DIRECTION: Rewrite every one of the rows below, substituting "occurrence" for each occurrence of "instance" and leaving the rest untouched.

A run of records:
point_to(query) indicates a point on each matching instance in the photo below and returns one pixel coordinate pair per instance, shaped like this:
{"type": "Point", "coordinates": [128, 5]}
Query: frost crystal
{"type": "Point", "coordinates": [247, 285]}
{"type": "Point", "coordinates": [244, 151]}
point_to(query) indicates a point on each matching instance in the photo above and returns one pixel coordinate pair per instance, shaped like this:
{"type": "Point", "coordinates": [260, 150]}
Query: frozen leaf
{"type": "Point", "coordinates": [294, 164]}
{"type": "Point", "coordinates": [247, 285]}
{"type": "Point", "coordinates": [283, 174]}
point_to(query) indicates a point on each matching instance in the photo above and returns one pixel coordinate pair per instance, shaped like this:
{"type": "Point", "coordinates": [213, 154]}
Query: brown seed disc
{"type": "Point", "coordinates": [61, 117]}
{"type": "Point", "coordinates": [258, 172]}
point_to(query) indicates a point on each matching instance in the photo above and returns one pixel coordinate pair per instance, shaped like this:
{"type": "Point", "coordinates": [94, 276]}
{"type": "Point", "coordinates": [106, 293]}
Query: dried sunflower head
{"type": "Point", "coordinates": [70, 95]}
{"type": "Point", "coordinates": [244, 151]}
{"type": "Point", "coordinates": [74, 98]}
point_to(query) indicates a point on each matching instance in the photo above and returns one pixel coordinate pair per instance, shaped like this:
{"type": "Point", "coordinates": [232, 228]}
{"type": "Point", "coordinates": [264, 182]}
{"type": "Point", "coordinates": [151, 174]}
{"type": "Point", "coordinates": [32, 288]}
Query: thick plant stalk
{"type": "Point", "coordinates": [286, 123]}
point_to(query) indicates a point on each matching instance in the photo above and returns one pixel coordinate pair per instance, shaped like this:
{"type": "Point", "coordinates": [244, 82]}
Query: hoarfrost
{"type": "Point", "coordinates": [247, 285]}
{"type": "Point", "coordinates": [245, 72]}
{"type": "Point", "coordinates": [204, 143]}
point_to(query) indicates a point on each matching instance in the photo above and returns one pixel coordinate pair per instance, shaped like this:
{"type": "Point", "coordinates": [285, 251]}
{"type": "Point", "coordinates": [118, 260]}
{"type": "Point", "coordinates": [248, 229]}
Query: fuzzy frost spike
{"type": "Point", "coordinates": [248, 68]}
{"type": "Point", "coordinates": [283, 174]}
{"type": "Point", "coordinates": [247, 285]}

THE COMPLETED TASK:
point_to(query) indicates a point on each matching occurrence in the photo below and returns one pixel coordinate pair per occurrence, shaped like this:
{"type": "Point", "coordinates": [128, 5]}
Query: frost crystal
{"type": "Point", "coordinates": [247, 285]}
{"type": "Point", "coordinates": [244, 151]}
point_to(query) indicates a point on each matching occurrence in the photo above and returns one pixel coordinate pair per occurrence, shaped like this:
{"type": "Point", "coordinates": [260, 150]}
Query: frozen leaf
{"type": "Point", "coordinates": [294, 164]}
{"type": "Point", "coordinates": [247, 285]}
{"type": "Point", "coordinates": [283, 174]}
point_to(query) indicates a point on each matching occurrence in the photo above and returns one pixel coordinate pair per occurrence, shaped like this:
{"type": "Point", "coordinates": [213, 154]}
Query: brown seed disc
{"type": "Point", "coordinates": [61, 117]}
{"type": "Point", "coordinates": [258, 172]}
point_to(query) indicates a point on each matching occurrence in the photo above and returns one pixel coordinate pair per occurrence, shaped like this:
{"type": "Point", "coordinates": [94, 276]}
{"type": "Point", "coordinates": [106, 293]}
Query: dried sunflower head
{"type": "Point", "coordinates": [70, 95]}
{"type": "Point", "coordinates": [244, 151]}
{"type": "Point", "coordinates": [74, 98]}
point_to(query) indicates a point on each matching occurrence in the photo above and returns one pixel coordinate pair per occurrence, shaped like this:
{"type": "Point", "coordinates": [232, 228]}
{"type": "Point", "coordinates": [264, 182]}
{"type": "Point", "coordinates": [151, 174]}
{"type": "Point", "coordinates": [32, 288]}
Query: thick plant stalk
{"type": "Point", "coordinates": [286, 123]}
point_to(query) indicates a point on each matching occurrence in the photo above and returns one pixel coordinate pair per occurrence, shaped like this:
{"type": "Point", "coordinates": [244, 82]}
Query: hoarfrost
{"type": "Point", "coordinates": [247, 285]}
{"type": "Point", "coordinates": [245, 72]}
{"type": "Point", "coordinates": [204, 143]}
point_to(query) indicates a point on each matching occurrence in the photo above and returns one pixel coordinate pair per occurrence, shaped like this:
{"type": "Point", "coordinates": [285, 251]}
{"type": "Point", "coordinates": [118, 260]}
{"type": "Point", "coordinates": [248, 229]}
Query: fuzzy frost spike
{"type": "Point", "coordinates": [248, 68]}
{"type": "Point", "coordinates": [283, 174]}
{"type": "Point", "coordinates": [247, 285]}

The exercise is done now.